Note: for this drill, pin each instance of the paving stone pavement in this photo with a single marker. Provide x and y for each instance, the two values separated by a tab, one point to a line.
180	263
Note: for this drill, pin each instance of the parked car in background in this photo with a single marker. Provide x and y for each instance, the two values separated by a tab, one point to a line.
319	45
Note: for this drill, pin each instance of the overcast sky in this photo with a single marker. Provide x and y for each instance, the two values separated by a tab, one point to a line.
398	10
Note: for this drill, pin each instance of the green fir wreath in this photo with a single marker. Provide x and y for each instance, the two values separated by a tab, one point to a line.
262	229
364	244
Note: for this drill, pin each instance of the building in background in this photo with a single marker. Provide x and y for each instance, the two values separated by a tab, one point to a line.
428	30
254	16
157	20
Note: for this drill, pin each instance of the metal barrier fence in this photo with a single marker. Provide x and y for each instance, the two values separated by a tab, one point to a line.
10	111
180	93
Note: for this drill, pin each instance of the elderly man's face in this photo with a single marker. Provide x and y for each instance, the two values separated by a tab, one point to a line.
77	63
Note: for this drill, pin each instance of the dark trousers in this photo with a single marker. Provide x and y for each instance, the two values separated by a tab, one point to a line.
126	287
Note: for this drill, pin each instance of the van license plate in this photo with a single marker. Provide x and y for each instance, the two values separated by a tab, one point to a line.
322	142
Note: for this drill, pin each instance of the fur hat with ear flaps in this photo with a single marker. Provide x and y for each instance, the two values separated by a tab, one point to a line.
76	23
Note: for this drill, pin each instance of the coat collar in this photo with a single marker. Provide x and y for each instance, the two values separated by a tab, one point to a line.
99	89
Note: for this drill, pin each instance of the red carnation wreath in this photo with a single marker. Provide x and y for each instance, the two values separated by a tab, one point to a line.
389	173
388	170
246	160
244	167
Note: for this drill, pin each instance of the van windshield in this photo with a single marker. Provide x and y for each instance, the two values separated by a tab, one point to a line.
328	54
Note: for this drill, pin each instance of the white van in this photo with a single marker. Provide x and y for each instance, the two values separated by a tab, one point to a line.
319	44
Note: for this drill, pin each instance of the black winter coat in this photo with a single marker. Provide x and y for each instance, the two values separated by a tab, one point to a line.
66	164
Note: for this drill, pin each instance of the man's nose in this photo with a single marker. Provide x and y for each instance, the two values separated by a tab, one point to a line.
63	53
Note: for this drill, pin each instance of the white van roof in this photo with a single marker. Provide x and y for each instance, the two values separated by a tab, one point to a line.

* Stated problem
Reproduce the material above verbatim, every line in its original order, with no changes to wording or spacing.

* Worked solution
Note: for this drill, pin each instance of the paving stone pavement in this photo with a single marker. Provide x and y for each instance, the two values separated by a tab, one point to a line.
180	263
Note: for this drill, pin each instance of the parked car in background in this photo with a single marker. Provide x and y for each instance, the two values separated by a tab, one point to a line.
319	45
Note: for this drill, pin each instance of the overcast sky in this photo with a single marker. Provide x and y for each instance, the two values separated by a tab, one point to a line.
398	10
Note: for this drill, pin each instance of the green fir wreath in this photo with a single marker. Provide x and y for each instance, the two values separated by a tab, one point to a line.
262	229
364	244
Note: for this drill, pin each instance of the building in background in this photo with a single marker. Provide x and y for each instance, the two values separated by a tab, one point to a line.
428	30
254	16
157	20
Note: for this drill, pin each instance of the metal barrier fence in this photo with a single marker. Provide x and y for each instance, the two values separated by a tab, one point to a line.
10	111
180	93
Note: for this drill, pin each instance of the elderly man's face in this photo with a single marker. Provide x and y for each instance, the two values separated by a tab, one point to a line.
77	63
Note: for this drill, pin each instance of the dark trousers in this photo with a single marker. Provide x and y for each instance, the two values separated by a tab, one point to a line.
126	287
Note: for this drill, pin each instance of the van license plate in this photo with a single marker. Provide x and y for each instance, the two values separated by a tab, one point to a line.
322	142
Note: for this drill, pin each instance of the fur hat with ear flaps in this photo with a single marker. Provide x and y for each instance, the two values separated by a tab, one point to a line.
76	23
Note: for this drill, pin each instance of the coat collar in this photo with a single marker. Provide x and y for each instance, the two values separated by a tab, one point to a line.
99	89
Note: for this drill, pin each instance of the red carnation wreath in this photo with a single marker. Provide x and y for each instance, the two values separated by a tab, one point to a line.
389	173
388	170
246	160
244	167
Note: for this drill, pin each instance of the van windshield in this photo with a single marker. Provide x and y for each instance, the two values separated by a tab, one point to a line.
328	54
Note: for this drill, pin each instance of the white van in this photo with a single marker. Provide x and y for each instance, the two values separated by a tab, one point to a line.
319	44
Note: for this drill, pin each instance of the black winter coat in this photo with a single marker. Provide x and y for each instance, the two values separated by a tab, one point to a line.
66	164
Note: for this drill, pin each instance of the man's nose in this photo with a single marker. Provide x and y for each instance, the two values separated by a tab, one point to a line.
63	53
Note: for this drill, pin each instance of the white van roof in this photo with a single marker. Provide x and y for each instance, the two values separated by a tab, one point to a line.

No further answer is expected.